Work to be completed - Rewrite the records, requests included, from the line that contains "Pick out every instance of the rear door" through the end of the records, offsetting every coordinate in the answers by adding 145. Please leave the pictures out.

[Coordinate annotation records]
────────────────
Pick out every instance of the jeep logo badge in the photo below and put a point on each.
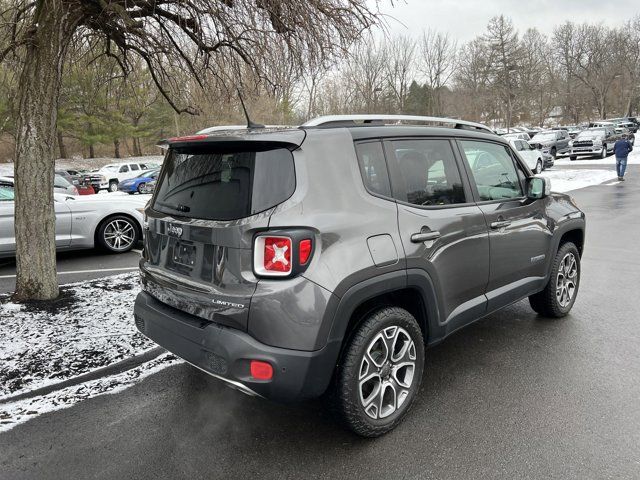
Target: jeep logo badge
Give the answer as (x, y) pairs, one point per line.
(174, 231)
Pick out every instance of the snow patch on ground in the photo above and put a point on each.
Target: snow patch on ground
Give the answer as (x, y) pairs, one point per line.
(563, 180)
(88, 163)
(15, 413)
(634, 159)
(90, 326)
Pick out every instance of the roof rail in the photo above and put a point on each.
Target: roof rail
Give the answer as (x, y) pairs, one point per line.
(221, 128)
(346, 120)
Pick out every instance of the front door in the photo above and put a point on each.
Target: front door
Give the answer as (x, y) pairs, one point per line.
(519, 232)
(443, 232)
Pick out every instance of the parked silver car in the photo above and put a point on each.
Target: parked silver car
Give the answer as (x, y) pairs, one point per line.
(113, 221)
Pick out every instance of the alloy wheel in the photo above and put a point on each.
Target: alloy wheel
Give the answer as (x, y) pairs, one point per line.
(119, 234)
(567, 280)
(386, 372)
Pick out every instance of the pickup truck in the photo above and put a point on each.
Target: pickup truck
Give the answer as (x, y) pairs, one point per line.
(552, 142)
(595, 141)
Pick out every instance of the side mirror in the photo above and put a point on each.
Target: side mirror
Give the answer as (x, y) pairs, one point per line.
(538, 187)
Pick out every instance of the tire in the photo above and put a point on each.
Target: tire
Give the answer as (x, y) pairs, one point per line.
(565, 267)
(358, 377)
(539, 167)
(118, 234)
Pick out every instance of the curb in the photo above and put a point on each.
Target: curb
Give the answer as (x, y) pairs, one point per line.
(112, 369)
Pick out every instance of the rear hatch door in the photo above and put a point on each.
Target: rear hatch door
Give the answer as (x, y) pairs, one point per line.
(212, 196)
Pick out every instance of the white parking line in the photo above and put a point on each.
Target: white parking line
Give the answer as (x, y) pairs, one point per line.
(123, 269)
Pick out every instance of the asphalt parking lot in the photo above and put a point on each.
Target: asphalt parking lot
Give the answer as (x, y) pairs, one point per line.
(511, 396)
(77, 266)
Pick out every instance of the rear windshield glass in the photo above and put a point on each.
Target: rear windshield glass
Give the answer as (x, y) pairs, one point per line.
(224, 184)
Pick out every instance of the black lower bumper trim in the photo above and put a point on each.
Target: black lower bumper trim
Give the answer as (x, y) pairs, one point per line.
(226, 353)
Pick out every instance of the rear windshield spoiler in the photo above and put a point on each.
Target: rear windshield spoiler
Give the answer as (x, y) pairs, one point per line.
(259, 139)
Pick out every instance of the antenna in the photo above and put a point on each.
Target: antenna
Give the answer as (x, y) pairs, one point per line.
(250, 124)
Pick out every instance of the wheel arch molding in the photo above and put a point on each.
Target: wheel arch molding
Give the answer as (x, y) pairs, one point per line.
(412, 290)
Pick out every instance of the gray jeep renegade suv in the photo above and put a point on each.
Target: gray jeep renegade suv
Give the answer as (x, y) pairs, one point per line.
(292, 262)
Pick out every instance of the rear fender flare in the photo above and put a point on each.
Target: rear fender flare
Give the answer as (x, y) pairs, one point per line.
(386, 283)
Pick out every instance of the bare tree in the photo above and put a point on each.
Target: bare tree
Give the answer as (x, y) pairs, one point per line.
(439, 63)
(504, 61)
(400, 68)
(194, 36)
(630, 59)
(472, 81)
(591, 51)
(365, 71)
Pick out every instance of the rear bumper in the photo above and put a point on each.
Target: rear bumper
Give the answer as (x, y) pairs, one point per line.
(226, 353)
(585, 151)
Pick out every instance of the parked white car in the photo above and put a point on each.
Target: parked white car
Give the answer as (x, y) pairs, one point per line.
(113, 222)
(531, 155)
(62, 185)
(114, 173)
(517, 136)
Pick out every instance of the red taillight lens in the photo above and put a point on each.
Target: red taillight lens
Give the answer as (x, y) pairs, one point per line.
(261, 370)
(272, 256)
(277, 254)
(304, 251)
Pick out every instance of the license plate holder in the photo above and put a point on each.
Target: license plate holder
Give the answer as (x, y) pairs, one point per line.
(184, 254)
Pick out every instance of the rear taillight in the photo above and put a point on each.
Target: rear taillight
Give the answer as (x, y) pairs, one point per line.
(261, 370)
(272, 256)
(304, 251)
(283, 253)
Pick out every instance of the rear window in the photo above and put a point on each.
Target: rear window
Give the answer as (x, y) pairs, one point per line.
(224, 184)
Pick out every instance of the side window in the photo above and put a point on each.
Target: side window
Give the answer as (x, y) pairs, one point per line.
(493, 170)
(430, 172)
(373, 168)
(6, 192)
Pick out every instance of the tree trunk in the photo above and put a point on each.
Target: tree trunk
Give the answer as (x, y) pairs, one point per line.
(61, 145)
(137, 151)
(38, 92)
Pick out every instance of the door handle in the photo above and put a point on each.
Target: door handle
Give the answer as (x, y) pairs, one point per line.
(500, 224)
(425, 237)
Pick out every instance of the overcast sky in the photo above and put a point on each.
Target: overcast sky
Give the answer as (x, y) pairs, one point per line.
(465, 19)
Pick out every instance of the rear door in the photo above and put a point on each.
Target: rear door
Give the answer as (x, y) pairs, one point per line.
(210, 201)
(443, 232)
(519, 232)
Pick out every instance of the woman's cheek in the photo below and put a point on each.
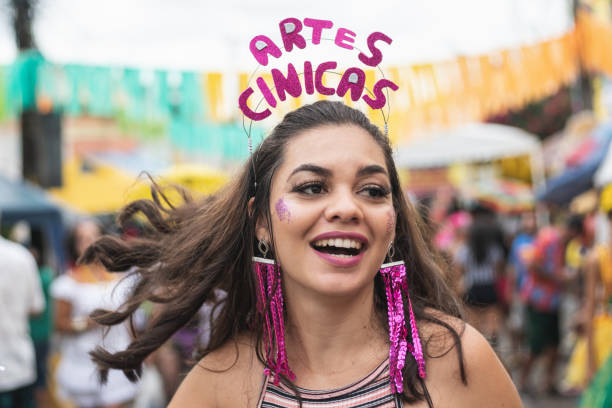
────────────────
Solution to this task -
Pick out every instance of the rear door in the photo above and put a point on each.
Target: rear door
Give the answer as (x, y) pairs, one point per line.
(355, 346)
(588, 377)
(664, 377)
Pick out every instance of the woman's cheek in the photo below and put a point on each.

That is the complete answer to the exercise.